::: Record set :::
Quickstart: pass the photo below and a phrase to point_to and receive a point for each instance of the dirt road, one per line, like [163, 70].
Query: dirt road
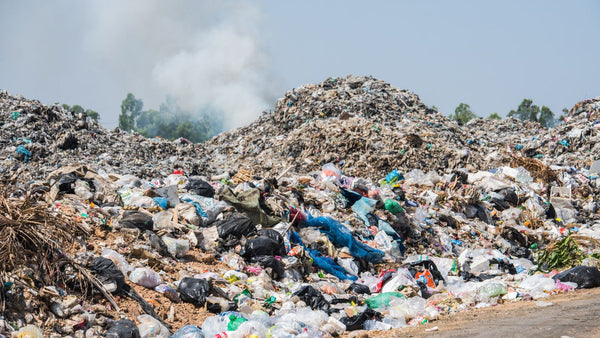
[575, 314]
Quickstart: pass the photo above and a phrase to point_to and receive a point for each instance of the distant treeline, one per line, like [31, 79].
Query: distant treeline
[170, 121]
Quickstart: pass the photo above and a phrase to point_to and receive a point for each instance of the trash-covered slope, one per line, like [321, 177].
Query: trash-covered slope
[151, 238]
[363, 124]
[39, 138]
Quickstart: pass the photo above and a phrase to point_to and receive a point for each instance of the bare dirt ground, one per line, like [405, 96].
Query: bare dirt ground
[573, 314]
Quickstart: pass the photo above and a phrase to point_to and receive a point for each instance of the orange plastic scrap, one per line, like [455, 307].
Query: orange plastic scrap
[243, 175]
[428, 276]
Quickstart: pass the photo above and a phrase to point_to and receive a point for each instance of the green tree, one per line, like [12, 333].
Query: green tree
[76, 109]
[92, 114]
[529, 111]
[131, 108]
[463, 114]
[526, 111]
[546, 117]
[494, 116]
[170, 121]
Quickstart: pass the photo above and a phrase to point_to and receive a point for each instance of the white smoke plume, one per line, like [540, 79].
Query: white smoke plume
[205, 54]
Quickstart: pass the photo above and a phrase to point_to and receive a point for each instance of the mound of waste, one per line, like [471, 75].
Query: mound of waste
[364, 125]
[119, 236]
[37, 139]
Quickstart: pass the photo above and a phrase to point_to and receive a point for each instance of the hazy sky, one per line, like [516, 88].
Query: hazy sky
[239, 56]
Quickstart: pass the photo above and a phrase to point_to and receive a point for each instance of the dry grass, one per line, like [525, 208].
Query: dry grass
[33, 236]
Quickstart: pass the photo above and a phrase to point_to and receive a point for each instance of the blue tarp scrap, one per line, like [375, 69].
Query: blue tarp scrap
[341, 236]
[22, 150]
:::
::: Record set :::
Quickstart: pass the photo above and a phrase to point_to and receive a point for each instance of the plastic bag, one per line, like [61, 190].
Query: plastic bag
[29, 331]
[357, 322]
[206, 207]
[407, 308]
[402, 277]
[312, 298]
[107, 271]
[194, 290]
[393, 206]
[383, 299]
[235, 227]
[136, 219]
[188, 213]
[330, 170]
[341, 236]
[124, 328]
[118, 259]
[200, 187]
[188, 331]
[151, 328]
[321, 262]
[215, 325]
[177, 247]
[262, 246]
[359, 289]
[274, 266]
:::
Exercise brief:
List all lines above in which the string "like" appears.

Output:
Quickstart: pass the photo below and a phrase to point_to and receive a point for each instance of the dirt road, one per line, like [163, 70].
Quickstart: pass the photo above and a phrase to point_to and receive a point for each instance of the distant treeline, one per line, like [31, 79].
Quickstart: pass the photo above and a phrase to point_to and receive a point for each instance of the trash-covered slope, one per line, like [321, 177].
Quickstart: pass the photo above and a phrase to point_to and receive a point for each instance of the bare dirt ground, one per line, like [405, 96].
Quickstart: pass the photo above and a phrase to point_to and receive a point for each instance of the orange plastic scrap, one per line, like [455, 307].
Quickstart: pass the photo above and a phrase to point_to and receive a point for each instance of the green tree, one per line, like [12, 333].
Quickstart: pass the photo above and a phrase to point_to and receive a point for each instance of the white smoke plume, one per line, like [540, 79].
Quickstart: pass the photo above and a phrase to point_to and receive a point for each instance of the mound of waste, one per line, like [471, 75].
Quickstart: pass the photo above and a phrase to point_to and receive a point for each instance of the hazy sky, one per line, like [516, 88].
Quickstart: pass the photo above and a phrase to point_to and receive a point for each instance of the dry grass, one per line, like [525, 208].
Quickstart: pass the photo above and a phrase to point_to and receive a point for each instance of the blue tarp scrap, one per line, like [375, 69].
Quickstart: pass the photo above and a phrase to point_to and receive a point for each instance of the plastic bag, one per line, like [61, 190].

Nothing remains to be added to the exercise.